TEXTO PROPORCIONADO:
Fue el provocador que se asume como alimaña para corroer las corrientes políticas y filosóficas imperantes en el campus, destinadas a saquear a la literatura de sus valores, precisamente, canónicos. Antes de El canon occidental (1994), la palabra canon, como iconostasio de las grandes obras a leerse y a preservarse, se usaba, pero poco. Gracias a Bloom, ese libro se convirtió en un arma letal contra lo que él llamó de manera implacable (y antes que él Robert Hughes), “la Escuela del Resentimiento”, es decir el conciábulo de tendencias emanadas del marxismo, la Escuela de Frankfurt, la semiología postestructuralista, la deconstrucción (en la cual el propio Bloom se formó, como lo recordó, burlón, George Steiner) o los estudios literarios basados en la prominencia del género o la raza sobre una tradición que el profesor de Yale buscaba y cuya autoría atribuyó a una mujer, en el Antiguo Testamento. Abogó por la vigencia vetero-testamentaria sin perder el ánimo, judío del Bronx que aprendió yiddish antes que inglés. Fue algo más que un ateo: un gnóstico judeo-cristiano creyente en que la literatura es una forma de la trascendencia.

Por ello, no sólo fue, como dirían los italianos, un crítico militante, sino el portador de la otra cara del crítico, la del pedagogo que lleva, paciente, al rebaño de los lectores hacia el abrevadero de las  obras maestras, consciente de que cada generación las lee de manera diferente, contradictoria. Fue un gran crítico, el hoy fallecido Bloom, por haber llevado, alternas, ambas personalidades. Acaso en sus últimos años, se dejó llevar por el ánimo divulgatorio, educado en la escuela del genio romántico y, por ello, obsesionado en hacer listas de genios y obras maestras para el gran público del que supo hacerse, más allá de la academia. Si en Bloom, al principio, me molestaba su convicción de que sólo sus alumnos estaban capacitados para ser los destinatarios de su sabiduría, al final me hartó la comercialización de su vulgata, sobre todo cuando invadía literaturas que ignoraba por completo –la escrita en español, por ejemplo­– o despreciaba olímpicamente, como la francesa, de la cual, extrañamente, sus conocimientos eran en extremo rudimentarios. Creyó que Poe fue un endriago inventado por los franceses Baudelaire y Mallarmé, lo cual lo privó de entender mucho de la cultura popular (una lástima, siendo como fue un certero anatomista de la “religión estadounidense”) de su propio país, e hizo del no por discreto menos irredento antisemitismo de T.S. Eliot un juicio de valor sobre su poesía. Para no hablar de Ezra Pound.

LÍNEAS DE DATOS:
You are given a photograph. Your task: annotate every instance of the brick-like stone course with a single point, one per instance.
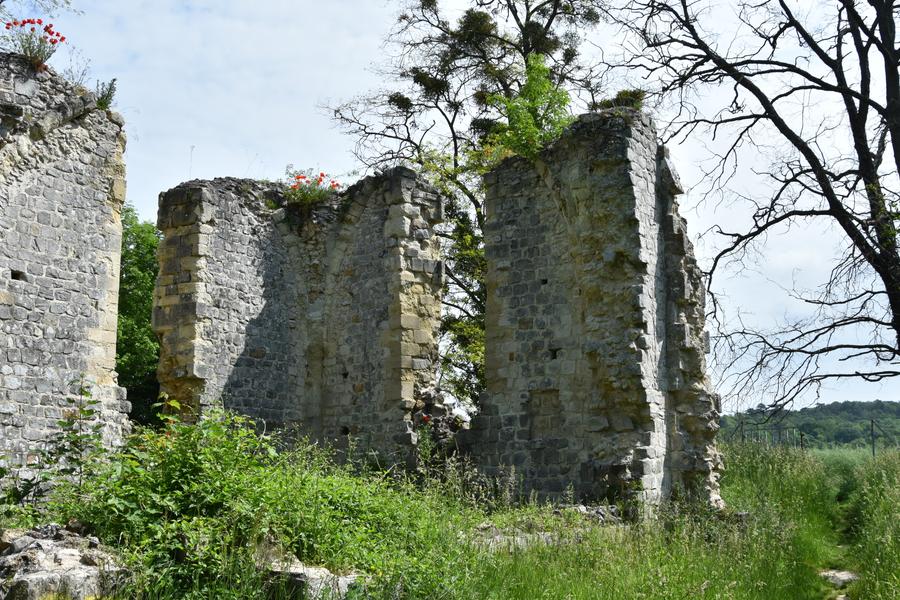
(324, 316)
(595, 367)
(62, 186)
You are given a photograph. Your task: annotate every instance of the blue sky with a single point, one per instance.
(235, 88)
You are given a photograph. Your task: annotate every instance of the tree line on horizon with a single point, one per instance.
(846, 423)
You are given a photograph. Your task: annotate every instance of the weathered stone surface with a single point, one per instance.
(61, 191)
(839, 579)
(52, 562)
(595, 359)
(323, 316)
(300, 581)
(327, 317)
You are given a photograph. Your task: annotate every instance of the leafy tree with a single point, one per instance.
(819, 86)
(137, 349)
(536, 115)
(469, 92)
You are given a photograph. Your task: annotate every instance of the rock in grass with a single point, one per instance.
(300, 581)
(50, 561)
(839, 579)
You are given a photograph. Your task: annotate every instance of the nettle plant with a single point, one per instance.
(309, 187)
(34, 40)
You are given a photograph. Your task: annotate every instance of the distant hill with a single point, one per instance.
(836, 424)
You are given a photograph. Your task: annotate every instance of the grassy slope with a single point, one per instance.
(190, 506)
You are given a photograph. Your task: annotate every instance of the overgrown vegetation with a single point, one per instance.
(106, 93)
(193, 507)
(137, 349)
(307, 188)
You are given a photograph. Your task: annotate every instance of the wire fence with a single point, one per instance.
(779, 435)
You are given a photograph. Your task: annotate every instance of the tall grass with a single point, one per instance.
(874, 519)
(194, 507)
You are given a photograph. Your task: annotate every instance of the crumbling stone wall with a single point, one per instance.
(595, 353)
(62, 185)
(325, 316)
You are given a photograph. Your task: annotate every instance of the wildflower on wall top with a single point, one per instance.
(34, 40)
(309, 187)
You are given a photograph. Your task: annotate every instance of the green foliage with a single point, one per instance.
(34, 40)
(536, 115)
(308, 188)
(106, 93)
(624, 99)
(874, 517)
(835, 424)
(70, 455)
(137, 349)
(193, 506)
(190, 502)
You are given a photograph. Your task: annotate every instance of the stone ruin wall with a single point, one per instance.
(595, 361)
(324, 317)
(62, 186)
(327, 317)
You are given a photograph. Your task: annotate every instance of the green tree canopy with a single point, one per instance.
(495, 78)
(137, 349)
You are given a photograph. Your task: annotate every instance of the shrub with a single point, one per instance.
(105, 93)
(34, 40)
(308, 187)
(624, 99)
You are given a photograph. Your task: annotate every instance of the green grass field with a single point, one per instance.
(190, 506)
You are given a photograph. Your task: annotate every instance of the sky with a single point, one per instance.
(214, 88)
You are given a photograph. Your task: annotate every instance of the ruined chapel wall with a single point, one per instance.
(321, 316)
(579, 317)
(225, 302)
(62, 187)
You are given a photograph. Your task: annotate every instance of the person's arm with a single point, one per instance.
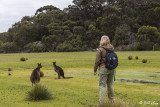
(97, 61)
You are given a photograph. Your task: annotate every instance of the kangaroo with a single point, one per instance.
(35, 76)
(59, 70)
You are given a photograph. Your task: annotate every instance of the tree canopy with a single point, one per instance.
(80, 26)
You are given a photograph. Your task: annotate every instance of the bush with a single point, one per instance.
(136, 57)
(22, 59)
(8, 47)
(41, 74)
(39, 92)
(144, 60)
(130, 58)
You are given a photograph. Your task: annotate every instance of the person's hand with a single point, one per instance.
(95, 73)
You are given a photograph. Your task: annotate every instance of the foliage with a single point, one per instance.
(119, 19)
(41, 74)
(22, 59)
(129, 57)
(8, 47)
(79, 65)
(122, 35)
(39, 92)
(144, 60)
(148, 33)
(136, 57)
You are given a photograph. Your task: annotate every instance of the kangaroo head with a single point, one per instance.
(39, 65)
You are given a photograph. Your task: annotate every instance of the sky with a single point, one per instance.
(12, 11)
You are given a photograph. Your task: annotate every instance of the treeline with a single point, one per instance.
(130, 24)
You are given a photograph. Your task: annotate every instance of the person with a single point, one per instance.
(105, 76)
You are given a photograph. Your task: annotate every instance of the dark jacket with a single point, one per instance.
(101, 55)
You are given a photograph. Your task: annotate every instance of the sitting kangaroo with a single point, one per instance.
(35, 76)
(59, 70)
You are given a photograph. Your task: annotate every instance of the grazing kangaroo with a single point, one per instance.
(35, 76)
(59, 70)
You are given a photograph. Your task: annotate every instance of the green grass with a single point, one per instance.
(82, 89)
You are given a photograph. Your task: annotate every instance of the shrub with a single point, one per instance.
(136, 57)
(130, 58)
(9, 69)
(41, 74)
(144, 60)
(22, 59)
(39, 92)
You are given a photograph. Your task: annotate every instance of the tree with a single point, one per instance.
(122, 35)
(148, 37)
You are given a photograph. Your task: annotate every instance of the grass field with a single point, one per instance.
(137, 84)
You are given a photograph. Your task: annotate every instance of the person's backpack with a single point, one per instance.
(111, 60)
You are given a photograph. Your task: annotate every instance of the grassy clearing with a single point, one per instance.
(82, 89)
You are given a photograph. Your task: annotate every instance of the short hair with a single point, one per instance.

INSTRUCCIONES:
1/ Enumera todas las personas que nombra el texto sobre Bloom y el canon occidental, sin contar al propio Bloom.
2/ Enumera, copiándolas tal cual, todas las filas que contienen la cadena "canopy".

LAS RESPUESTAS:
1/ Robert Hughes, George Steiner, Poe, Baudelaire, Mallarmé, T.S. Eliot y Ezra Pound.

2/
You are given a photograph. Your task: annotate every instance of the green tree canopy with a single point, one per instance.
You are given a photograph. Your task: annotate every instance of the tree canopy with a single point, one per instance.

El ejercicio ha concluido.